Page text ▸
>>>

Coast to coast for cancer: AHS grad readies for 4,000-mile team run this summerPublished 10:43am Tuesday, December 3, 2013
Michelle Johannsen knows every runner has been the target of someone sarcastically yelling “run, Forrest, run” when out on the road. But, the 2010 Austin High School graduate is excited to do her best Forrest Gump impression next June.
Johannssen is getting ready to run across the country from San Francisco to Baltimore as part of a team of about 30 college-aged runners to benefit the Ulman Foundation over 42 days next summer.
“This is a chance to actually be Forrest Gump and run from coast to coast,” Johannsen said, referring to the 1994 film that made the line “run, Forrest, run” famous.
After running two marathons, Johannsen was looking online for unique runs when she came across the 4K For Cancer. She assumed it was a 4,000-meter race like she’d run in high school, but she soon realized it was actually a 4,000 mile run. After reading up on the run and the Ulman Foundation, Johannsen decided she’d give it a shot.
“I’m addicted to running, and if I can use that as a tool to help other people that’s just awesome,” Johannsen said.
After an application and a few interviews, Johannsen was accepted to the team.
Johannsen won’t run the entire 4,000 miles. The team splits the running load like a relay, running in about 2-mile increments, so each runner covers about 8 to 13 miles a day and the team covers about 95 miles a day. Runners will be driven the rest of the way.
“It’s kind of a big adventure, a once-in-a-lifetime experience,” she said.
Johannsen is excited to help the Ulman Foundation, which is a cancer support group for young adults with cancer. The group also offers scholarships for people with cancer to attend college.
“I’m just really excited to go on this run and get people’s attention,” she said.
This is only the second time 4K For Cancer is undertaking the 42-day run across the country, but it has organized many bike trips in the past. Much of the group’s room and boarding on the trip comes through donations, so Johannsen said they’ll spend many nights on cots at YMCAs.
“We’re kind of roughing it while we’re out there,” she said, adding that means more money can go to the cause.
Johannsen wasn’t a runner at a young age; in fact, she remembers dreading running the timed mile at Neveln Elementary school.

<<<

The data ▸
>>>

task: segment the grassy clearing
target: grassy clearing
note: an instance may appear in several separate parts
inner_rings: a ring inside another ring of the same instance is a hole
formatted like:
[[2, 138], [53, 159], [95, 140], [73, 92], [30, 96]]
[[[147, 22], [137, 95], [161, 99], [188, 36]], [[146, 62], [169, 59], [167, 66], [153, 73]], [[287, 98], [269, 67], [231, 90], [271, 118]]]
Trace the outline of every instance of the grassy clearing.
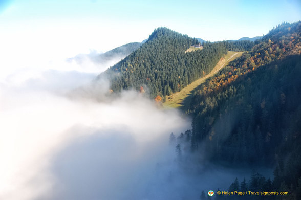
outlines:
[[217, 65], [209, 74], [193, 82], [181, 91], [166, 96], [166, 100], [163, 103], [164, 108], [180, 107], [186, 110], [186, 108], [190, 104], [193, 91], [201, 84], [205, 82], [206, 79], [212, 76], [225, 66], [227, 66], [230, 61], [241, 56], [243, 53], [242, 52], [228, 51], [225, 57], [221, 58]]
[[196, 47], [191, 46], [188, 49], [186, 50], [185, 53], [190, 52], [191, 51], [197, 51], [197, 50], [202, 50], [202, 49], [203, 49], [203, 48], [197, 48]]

<<<
>>>

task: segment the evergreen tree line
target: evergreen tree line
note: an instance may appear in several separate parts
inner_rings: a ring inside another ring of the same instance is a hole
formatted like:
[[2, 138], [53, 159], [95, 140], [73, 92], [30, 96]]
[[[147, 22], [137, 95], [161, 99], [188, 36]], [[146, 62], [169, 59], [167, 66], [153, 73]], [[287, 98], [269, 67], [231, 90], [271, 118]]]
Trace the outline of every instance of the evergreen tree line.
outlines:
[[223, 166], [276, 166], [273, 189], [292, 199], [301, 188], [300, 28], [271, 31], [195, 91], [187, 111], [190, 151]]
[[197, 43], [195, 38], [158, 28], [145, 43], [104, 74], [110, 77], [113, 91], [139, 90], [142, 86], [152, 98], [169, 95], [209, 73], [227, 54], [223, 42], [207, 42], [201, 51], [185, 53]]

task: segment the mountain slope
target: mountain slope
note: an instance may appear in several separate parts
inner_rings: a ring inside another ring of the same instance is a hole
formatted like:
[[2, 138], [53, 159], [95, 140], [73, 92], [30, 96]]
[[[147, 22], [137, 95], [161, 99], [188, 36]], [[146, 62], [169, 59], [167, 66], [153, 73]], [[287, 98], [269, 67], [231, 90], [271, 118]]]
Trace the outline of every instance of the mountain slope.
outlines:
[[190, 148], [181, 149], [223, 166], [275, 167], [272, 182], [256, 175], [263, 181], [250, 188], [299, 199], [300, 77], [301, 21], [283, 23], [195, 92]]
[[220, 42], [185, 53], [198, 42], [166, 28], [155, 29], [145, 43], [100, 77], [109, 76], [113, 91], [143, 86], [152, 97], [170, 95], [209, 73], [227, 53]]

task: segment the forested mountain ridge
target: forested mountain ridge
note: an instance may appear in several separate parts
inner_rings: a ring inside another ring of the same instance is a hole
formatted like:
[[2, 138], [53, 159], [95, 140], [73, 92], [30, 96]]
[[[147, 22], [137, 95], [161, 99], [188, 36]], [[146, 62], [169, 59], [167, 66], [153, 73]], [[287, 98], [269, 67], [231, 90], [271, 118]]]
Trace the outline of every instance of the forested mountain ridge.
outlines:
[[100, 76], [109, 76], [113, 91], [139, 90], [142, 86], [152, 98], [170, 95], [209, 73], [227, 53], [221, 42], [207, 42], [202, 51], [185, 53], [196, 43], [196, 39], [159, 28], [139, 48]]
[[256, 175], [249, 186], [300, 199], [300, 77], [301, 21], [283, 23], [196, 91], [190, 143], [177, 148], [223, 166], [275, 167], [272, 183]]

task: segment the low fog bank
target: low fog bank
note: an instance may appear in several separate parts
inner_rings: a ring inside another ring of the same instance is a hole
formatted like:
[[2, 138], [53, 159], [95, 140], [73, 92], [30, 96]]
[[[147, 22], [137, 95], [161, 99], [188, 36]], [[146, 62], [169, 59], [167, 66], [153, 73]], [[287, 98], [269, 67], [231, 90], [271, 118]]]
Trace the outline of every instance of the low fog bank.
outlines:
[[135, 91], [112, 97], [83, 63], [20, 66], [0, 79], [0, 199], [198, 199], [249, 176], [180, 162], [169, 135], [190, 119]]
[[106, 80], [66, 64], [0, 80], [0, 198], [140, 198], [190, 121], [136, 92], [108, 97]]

<<<

Assigned task A ▸
In the article about the coast-to-coast cancer run, rewrite the paragraph beginning "Johannsen won't run the entire 4,000 miles" as a short bulleted list that keeps its main facts.
Assigned task B ▸
Go on with the article about Michelle Johannsen's coast-to-coast run, beginning right after its final paragraph.

Answer section A ▸
- Johannsen will not run the full 4,000 miles herself.
- The team shares the running like a relay, in stretches of about 2 miles.
- Each runner covers about 8 to 13 miles a day, and the team covers about 95 miles a day.
- Runners are driven the rest of the way.

Answer section B ▸
“I hated the timed mile. … It was the worst day of the school year,” she said.
In high school, Johannsen was a cheerleader and had to warm up by running a lap before practice. Other cheerleaders told her she was a good runner and helped convince her to go out for track her sophomore year. She joined the cross country team her senior year and was hooked.
During her freshman year of college, she ran her first of two marathons and continued running cross country for Winona State for two years, but suffered from multiple injuries.
Johannsen, a senior at Winona State studying cellular and molecular biology, ran the Missoula Marathon in Montana, and she got to run the final 8 miles with former Olympian Jeff Galloway, who is an author and marathon enthusiast Johannsen looks up to. She bumped into him on the run and left her 5-hour pace group to run with Galloway, and she talked with Galloway’s wife, Barbara, a biology major, about genetics on the last leg of the run. She had her picture taken with Galloway after the run.
Johannsen isn’t training for this summer’s run yet. First, she’s training for the 30-mile American Birkebeiner Cross Country Ski race on Feb. 22, 2014, in Wisconsin.
Once that’s done, she’ll start training for her cross-country trek by doing many runs that she described as relaxed and conversational runs, she can handle about 8 miles a day.
Despite her love for running, Johannsen said she’s not a fast person or a sprinter, but she has an endurance speed where she can go forever.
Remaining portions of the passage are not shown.